Transcribe every entry word for word. Skip the pictures.

=== Available records ===
*****
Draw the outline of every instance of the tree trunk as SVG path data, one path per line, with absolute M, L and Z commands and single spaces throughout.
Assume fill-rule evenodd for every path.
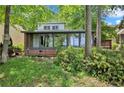
M 96 46 L 101 47 L 101 6 L 97 6 Z
M 91 30 L 92 30 L 92 15 L 91 15 L 91 6 L 86 5 L 86 36 L 85 36 L 85 56 L 88 57 L 91 55 Z
M 3 40 L 1 63 L 6 63 L 8 58 L 8 45 L 10 41 L 10 36 L 9 36 L 10 7 L 11 7 L 10 5 L 7 5 L 5 10 L 5 24 L 4 24 L 4 38 L 3 38 L 4 40 Z

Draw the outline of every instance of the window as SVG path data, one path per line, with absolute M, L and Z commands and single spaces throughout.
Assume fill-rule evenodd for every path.
M 52 26 L 52 30 L 57 30 L 58 26 Z
M 50 26 L 44 26 L 44 30 L 50 30 Z

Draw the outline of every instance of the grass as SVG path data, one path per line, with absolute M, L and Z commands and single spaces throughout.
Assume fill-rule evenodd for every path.
M 31 57 L 11 58 L 0 65 L 0 86 L 6 87 L 59 87 L 59 86 L 109 86 L 88 76 L 85 72 L 73 75 L 51 61 L 36 61 Z

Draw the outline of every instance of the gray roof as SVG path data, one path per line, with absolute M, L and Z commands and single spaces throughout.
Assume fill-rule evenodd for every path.
M 39 24 L 65 24 L 65 22 L 39 22 Z

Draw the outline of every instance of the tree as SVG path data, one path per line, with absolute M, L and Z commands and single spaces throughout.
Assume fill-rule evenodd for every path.
M 91 31 L 92 31 L 92 14 L 91 14 L 91 6 L 86 5 L 85 7 L 85 31 L 86 31 L 86 36 L 85 36 L 85 56 L 88 57 L 91 55 Z
M 8 58 L 8 45 L 10 41 L 10 36 L 9 36 L 10 10 L 11 10 L 10 8 L 11 6 L 7 5 L 5 9 L 4 40 L 3 40 L 1 63 L 6 63 Z
M 96 46 L 101 47 L 101 6 L 97 6 Z

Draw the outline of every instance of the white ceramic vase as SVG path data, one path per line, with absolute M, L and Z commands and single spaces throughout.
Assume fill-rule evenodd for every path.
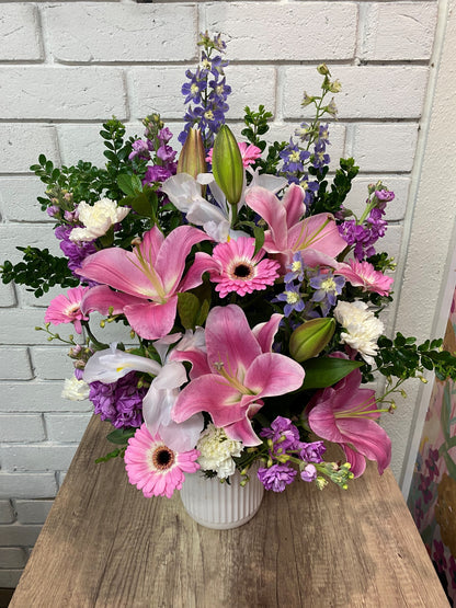
M 247 524 L 258 512 L 264 486 L 256 477 L 258 467 L 249 471 L 250 481 L 240 485 L 238 471 L 229 483 L 218 478 L 207 479 L 204 473 L 185 475 L 181 500 L 187 514 L 206 528 L 228 530 Z

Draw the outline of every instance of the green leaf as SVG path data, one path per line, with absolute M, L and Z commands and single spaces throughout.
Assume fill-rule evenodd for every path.
M 136 431 L 136 428 L 116 428 L 107 435 L 106 439 L 112 444 L 123 446 L 135 435 Z
M 178 312 L 186 330 L 194 330 L 200 324 L 197 321 L 201 308 L 200 300 L 194 294 L 190 291 L 178 294 Z
M 303 366 L 306 370 L 306 377 L 301 388 L 308 390 L 332 387 L 332 385 L 363 365 L 363 362 L 352 362 L 337 357 L 308 359 Z

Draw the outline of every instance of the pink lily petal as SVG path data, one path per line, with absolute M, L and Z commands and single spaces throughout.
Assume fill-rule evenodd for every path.
M 259 323 L 252 330 L 253 335 L 258 340 L 263 353 L 271 353 L 274 343 L 274 336 L 277 333 L 278 325 L 284 318 L 283 314 L 275 312 L 265 323 Z
M 248 367 L 261 354 L 243 310 L 235 305 L 210 310 L 206 321 L 206 347 L 213 372 L 218 372 L 220 364 L 228 375 L 237 372 L 241 382 Z
M 139 261 L 134 253 L 111 248 L 86 257 L 78 274 L 132 296 L 157 298 L 157 289 L 138 266 Z
M 254 395 L 250 399 L 253 400 Z M 242 420 L 246 410 L 239 392 L 221 376 L 210 374 L 195 378 L 180 392 L 171 416 L 181 423 L 204 411 L 209 412 L 216 426 L 226 426 Z
M 250 188 L 246 195 L 246 203 L 251 209 L 256 211 L 269 225 L 271 239 L 269 243 L 274 249 L 267 249 L 266 240 L 264 249 L 272 253 L 280 253 L 288 248 L 288 227 L 286 209 L 278 198 L 270 191 L 255 186 Z
M 263 353 L 249 367 L 244 385 L 261 397 L 274 397 L 301 387 L 305 371 L 295 360 L 277 353 Z
M 218 263 L 207 253 L 198 251 L 195 254 L 195 261 L 189 268 L 189 272 L 179 285 L 179 291 L 187 291 L 202 284 L 202 276 L 207 271 L 217 271 Z
M 193 226 L 179 226 L 164 239 L 156 259 L 155 269 L 167 294 L 175 291 L 192 246 L 206 240 L 208 236 Z
M 285 193 L 282 204 L 286 209 L 286 225 L 288 228 L 297 223 L 306 213 L 304 196 L 303 188 L 296 184 L 292 184 Z
M 172 330 L 176 308 L 178 296 L 173 296 L 161 305 L 144 302 L 125 306 L 124 314 L 138 335 L 146 340 L 157 340 Z
M 113 308 L 113 314 L 122 314 L 124 307 L 138 303 L 144 303 L 144 299 L 113 291 L 107 285 L 96 285 L 82 298 L 81 310 L 84 313 L 96 310 L 102 314 L 109 314 L 110 308 Z
M 345 249 L 346 241 L 340 236 L 331 214 L 317 214 L 289 229 L 288 244 L 293 251 L 310 248 L 335 257 Z

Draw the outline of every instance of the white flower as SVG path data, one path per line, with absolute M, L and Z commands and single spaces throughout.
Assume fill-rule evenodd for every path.
M 201 452 L 201 468 L 204 471 L 215 471 L 219 479 L 226 479 L 236 470 L 232 456 L 241 455 L 242 441 L 229 439 L 223 428 L 210 423 L 200 437 L 196 448 Z
M 70 241 L 93 241 L 102 237 L 114 223 L 122 221 L 129 213 L 128 207 L 118 207 L 110 198 L 102 198 L 94 205 L 81 200 L 78 205 L 79 221 L 84 228 L 73 228 Z
M 358 351 L 363 359 L 373 365 L 378 351 L 377 340 L 385 329 L 383 322 L 361 301 L 339 301 L 334 317 L 346 330 L 341 333 L 342 342 Z
M 83 401 L 89 399 L 90 387 L 83 380 L 78 380 L 75 376 L 65 380 L 61 397 L 70 401 Z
*****
=== Solved problem ===
Draw the outline of every instance of the tree trunk as SVG path data, one path per line, with absolute M, L and Z commands and single spaces throughout.
Assume fill-rule evenodd for every path.
M 96 46 L 101 47 L 101 6 L 97 6 Z
M 91 30 L 92 30 L 92 15 L 91 15 L 91 6 L 86 5 L 86 36 L 85 36 L 85 56 L 88 57 L 91 55 Z
M 3 40 L 1 63 L 6 63 L 8 58 L 8 45 L 10 41 L 10 36 L 9 36 L 10 7 L 11 7 L 10 5 L 7 5 L 5 10 L 5 24 L 4 24 L 4 38 L 3 38 L 4 40 Z

Draw the outline of every instance of the window as SVG path data, one path per line, with absolute M, L and Z commands and single spaces throughout.
Assume fill-rule evenodd for every path.
M 52 26 L 52 30 L 57 30 L 58 26 Z
M 50 26 L 44 26 L 44 30 L 50 30 Z

Draw the outline of every instance of the grass as SVG path data, one path per line, with absolute M, L and Z commands and single spaces throughout.
Assume fill-rule evenodd for every path.
M 31 57 L 11 58 L 0 65 L 0 86 L 6 87 L 59 87 L 59 86 L 109 86 L 88 76 L 85 72 L 73 75 L 51 61 L 36 61 Z

Draw the outline of every instance of the gray roof as SVG path data, one path per line, with absolute M, L and Z commands and single spaces throughout.
Assume fill-rule evenodd for every path.
M 39 24 L 65 24 L 65 22 L 39 22 Z

Draw the outline of every instance of the tree as SVG path data, one path per line, with absolute M, L and Z commands and single spaces throughout.
Assume fill-rule evenodd for every path.
M 91 31 L 92 31 L 92 14 L 91 14 L 91 6 L 86 5 L 85 7 L 85 31 L 86 31 L 86 36 L 85 36 L 85 56 L 88 57 L 91 55 Z
M 8 58 L 8 45 L 10 41 L 10 36 L 9 36 L 10 10 L 11 10 L 10 8 L 11 6 L 7 5 L 5 9 L 4 40 L 3 40 L 1 63 L 6 63 Z
M 96 46 L 101 47 L 101 6 L 97 6 Z

Draw the outline of every instance of the white ceramic vase as SVG path data, one path per line, with absolute M, L and Z commands and single spaces throughout.
Assume fill-rule evenodd for every path.
M 247 524 L 258 512 L 264 486 L 256 477 L 258 467 L 249 471 L 250 481 L 240 485 L 238 471 L 229 483 L 218 478 L 207 479 L 204 473 L 185 475 L 181 500 L 187 514 L 206 528 L 228 530 Z

Draw the outline of every instance of the green leaf as SVG path data, one path per line, with absolute M, L and Z commands and single spaces throughout.
Assume fill-rule evenodd for every path.
M 136 431 L 136 428 L 116 428 L 107 435 L 106 439 L 112 444 L 123 446 L 135 435 Z
M 178 312 L 186 330 L 194 330 L 200 324 L 197 321 L 201 308 L 200 300 L 194 294 L 190 291 L 178 294 Z
M 303 366 L 306 370 L 306 377 L 301 388 L 308 390 L 332 387 L 332 385 L 363 365 L 363 362 L 352 362 L 337 357 L 308 359 Z

Draw the outline of every instance of the pink lily petal as SVG path data, one path per line, with absolute M, L and Z commands and single spaces throughout.
Assume fill-rule evenodd for every path.
M 259 323 L 252 330 L 253 335 L 258 340 L 263 353 L 271 353 L 274 343 L 274 336 L 277 333 L 278 325 L 284 318 L 283 314 L 275 312 L 265 323 Z
M 248 367 L 261 354 L 243 310 L 235 305 L 210 310 L 206 321 L 206 347 L 213 372 L 218 372 L 220 364 L 228 375 L 237 372 L 241 382 Z
M 139 261 L 134 253 L 111 248 L 86 257 L 78 274 L 132 296 L 157 298 L 157 289 L 138 266 Z
M 254 395 L 250 399 L 253 400 Z M 242 420 L 246 410 L 239 392 L 221 376 L 210 374 L 195 378 L 180 392 L 171 416 L 181 423 L 204 411 L 209 412 L 216 426 L 226 426 Z
M 250 188 L 246 195 L 246 203 L 251 209 L 256 211 L 269 225 L 271 239 L 269 243 L 274 249 L 267 249 L 266 240 L 264 249 L 272 253 L 280 253 L 288 248 L 288 227 L 286 209 L 278 198 L 270 191 L 255 186 Z
M 263 353 L 249 367 L 244 385 L 261 397 L 274 397 L 301 387 L 305 371 L 295 360 L 277 353 Z
M 218 263 L 207 253 L 198 251 L 195 254 L 195 261 L 189 268 L 189 272 L 179 285 L 179 291 L 187 291 L 202 284 L 202 276 L 207 271 L 217 271 Z
M 193 226 L 179 226 L 164 239 L 156 259 L 155 269 L 167 294 L 175 291 L 192 246 L 206 240 L 208 236 Z
M 285 193 L 282 204 L 286 209 L 286 225 L 288 228 L 297 223 L 306 213 L 304 196 L 303 188 L 296 184 L 292 184 Z
M 172 330 L 176 308 L 178 296 L 173 296 L 161 305 L 144 302 L 125 306 L 124 314 L 138 335 L 146 340 L 157 340 Z
M 113 308 L 113 314 L 122 314 L 124 307 L 138 303 L 144 303 L 144 299 L 113 291 L 107 285 L 96 285 L 82 298 L 81 310 L 84 313 L 96 310 L 102 314 L 109 314 L 110 308 Z
M 345 249 L 346 241 L 340 236 L 331 214 L 317 214 L 289 229 L 288 244 L 293 251 L 310 248 L 335 257 Z

Draw the outline of every instance of the white flower as SVG path data, one path per line, with absolute M, L and Z commands and single spaces throughout.
Assume fill-rule evenodd for every path.
M 201 452 L 201 468 L 204 471 L 215 471 L 219 479 L 226 479 L 236 470 L 232 456 L 241 455 L 242 441 L 229 439 L 223 428 L 210 423 L 200 437 L 196 448 Z
M 70 241 L 93 241 L 102 237 L 114 223 L 122 221 L 129 213 L 128 207 L 118 207 L 110 198 L 102 198 L 94 205 L 81 200 L 78 205 L 79 221 L 84 228 L 73 228 Z
M 358 351 L 363 359 L 373 365 L 378 351 L 377 340 L 385 329 L 383 322 L 361 301 L 339 301 L 334 317 L 346 330 L 341 333 L 342 342 Z
M 83 401 L 89 399 L 90 387 L 83 380 L 78 380 L 75 376 L 65 380 L 61 397 L 70 401 Z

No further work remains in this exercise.